Problem statement: Render every line of the records below as a JSON list of strings, one string per line, with blank lines left out. Omit the pictures from your answer.

***** Task input

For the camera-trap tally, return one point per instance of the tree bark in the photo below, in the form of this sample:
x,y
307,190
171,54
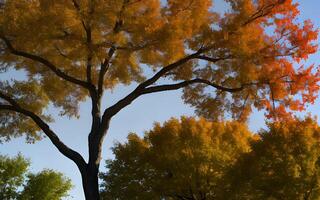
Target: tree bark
x,y
90,183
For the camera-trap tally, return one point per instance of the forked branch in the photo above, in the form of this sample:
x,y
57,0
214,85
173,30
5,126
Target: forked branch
x,y
64,149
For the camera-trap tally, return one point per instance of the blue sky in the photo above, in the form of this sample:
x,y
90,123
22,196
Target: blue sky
x,y
138,117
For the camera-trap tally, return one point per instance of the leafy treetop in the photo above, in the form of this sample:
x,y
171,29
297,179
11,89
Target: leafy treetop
x,y
181,159
17,183
85,47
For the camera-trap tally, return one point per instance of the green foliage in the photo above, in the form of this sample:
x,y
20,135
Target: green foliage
x,y
17,183
46,185
12,175
283,164
184,159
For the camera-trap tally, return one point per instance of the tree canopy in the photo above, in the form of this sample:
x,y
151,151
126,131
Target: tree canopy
x,y
182,159
283,164
78,44
197,159
17,183
74,50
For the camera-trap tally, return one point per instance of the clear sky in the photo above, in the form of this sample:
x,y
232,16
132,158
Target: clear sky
x,y
138,117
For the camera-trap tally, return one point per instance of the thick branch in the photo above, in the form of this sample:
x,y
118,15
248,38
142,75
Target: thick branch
x,y
64,149
183,84
45,62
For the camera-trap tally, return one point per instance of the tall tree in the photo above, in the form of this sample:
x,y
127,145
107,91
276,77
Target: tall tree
x,y
180,160
283,164
17,183
75,50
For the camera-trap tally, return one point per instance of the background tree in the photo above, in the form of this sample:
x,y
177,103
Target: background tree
x,y
283,164
17,183
179,160
46,185
76,49
12,175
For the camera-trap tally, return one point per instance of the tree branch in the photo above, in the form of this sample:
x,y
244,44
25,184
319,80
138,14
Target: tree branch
x,y
45,62
64,149
183,84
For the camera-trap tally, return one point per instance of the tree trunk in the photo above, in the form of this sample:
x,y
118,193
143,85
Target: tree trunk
x,y
90,183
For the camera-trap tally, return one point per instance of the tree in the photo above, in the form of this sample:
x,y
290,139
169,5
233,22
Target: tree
x,y
17,183
184,159
283,164
12,175
46,185
76,49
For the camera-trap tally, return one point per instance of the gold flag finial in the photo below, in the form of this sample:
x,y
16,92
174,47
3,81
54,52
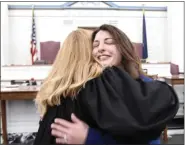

**********

Response:
[
  "For the camera-trap tally, return one point per instance of the tree bark in the photo below, in the form of this sample:",
  "x,y",
  "307,190",
  "171,54",
  "Target: tree bark",
  "x,y",
  "90,183",
  "For the camera-trap tally, return one point per instance of the forked branch in the photo above, in the form of this sample:",
  "x,y",
  "57,0",
  "214,85",
  "173,30",
  "5,126",
  "Target: forked branch",
  "x,y",
  "64,149",
  "For the camera-trap tally, return one point per instance of the blue sky in the photo above, in the form of this sample:",
  "x,y",
  "90,123",
  "22,196",
  "Target: blue sky",
  "x,y",
  "138,117",
  "For the camera-trap tally, return one point per instance of the leafy treetop in the photo above, in the form of this sample:",
  "x,y",
  "171,29",
  "297,179",
  "11,89",
  "Target: leafy treetop",
  "x,y",
  "181,159",
  "17,183",
  "85,47",
  "For the camera-trap tally, return one point per instance of the green foliage in the photo above, in the form of this sample:",
  "x,y",
  "20,135",
  "Target: green foliage",
  "x,y",
  "17,183",
  "46,185",
  "12,175",
  "283,164",
  "184,159",
  "For the camera-trap tally, return one point per instance of the tree canopy in the photo above, in the form of this sample:",
  "x,y",
  "151,151",
  "126,131",
  "Target: tree canopy",
  "x,y",
  "182,159",
  "283,164",
  "78,44",
  "197,159",
  "17,183",
  "74,50",
  "For the camera-trap tally, return one point per instance of the clear sky in the photo above, in the form of this sample:",
  "x,y",
  "232,16",
  "132,158",
  "Target: clear sky",
  "x,y",
  "138,117",
  "For the camera-trap tally, return one point per instance of the thick branch in the photo above, in the form of this sample:",
  "x,y",
  "118,15",
  "248,38",
  "142,75",
  "Target: thick branch",
  "x,y",
  "64,149",
  "183,84",
  "45,62",
  "For the camera-trap tally, return one point per instance of the tall tree in the photo above, in the form of this sample:",
  "x,y",
  "127,145",
  "107,91",
  "276,77",
  "Target: tall tree",
  "x,y",
  "180,160",
  "283,164",
  "17,183",
  "75,50",
  "For the camera-trap tally, return one point per instance of the background tree in the photo above, in the form of this sample:",
  "x,y",
  "177,103",
  "Target: background tree",
  "x,y",
  "283,164",
  "17,183",
  "179,160",
  "46,185",
  "76,49",
  "12,175",
  "For the camera-trap tally, return one point per instance of the tree branch in the photo above, in the form of this sample:",
  "x,y",
  "244,44",
  "25,184",
  "319,80",
  "138,14",
  "Target: tree branch",
  "x,y",
  "45,62",
  "64,149",
  "183,84",
  "For the camera-trap tally, return one point per instance of the tree trunk in the photo above, in the form of this sample:",
  "x,y",
  "118,193",
  "143,85",
  "Target: tree trunk",
  "x,y",
  "90,183",
  "For the camera-trap tally, return one point per instance of the tree in the photo above, in the form of this sample:",
  "x,y",
  "290,139",
  "169,5",
  "233,22",
  "Target: tree",
  "x,y",
  "17,183",
  "184,159",
  "283,164",
  "12,175",
  "46,185",
  "76,49",
  "For the camera-trap tally, return one point per instance of the gold flag finial in the photo below, in the form of this sample:",
  "x,y",
  "16,92",
  "174,47",
  "3,81",
  "54,52"
]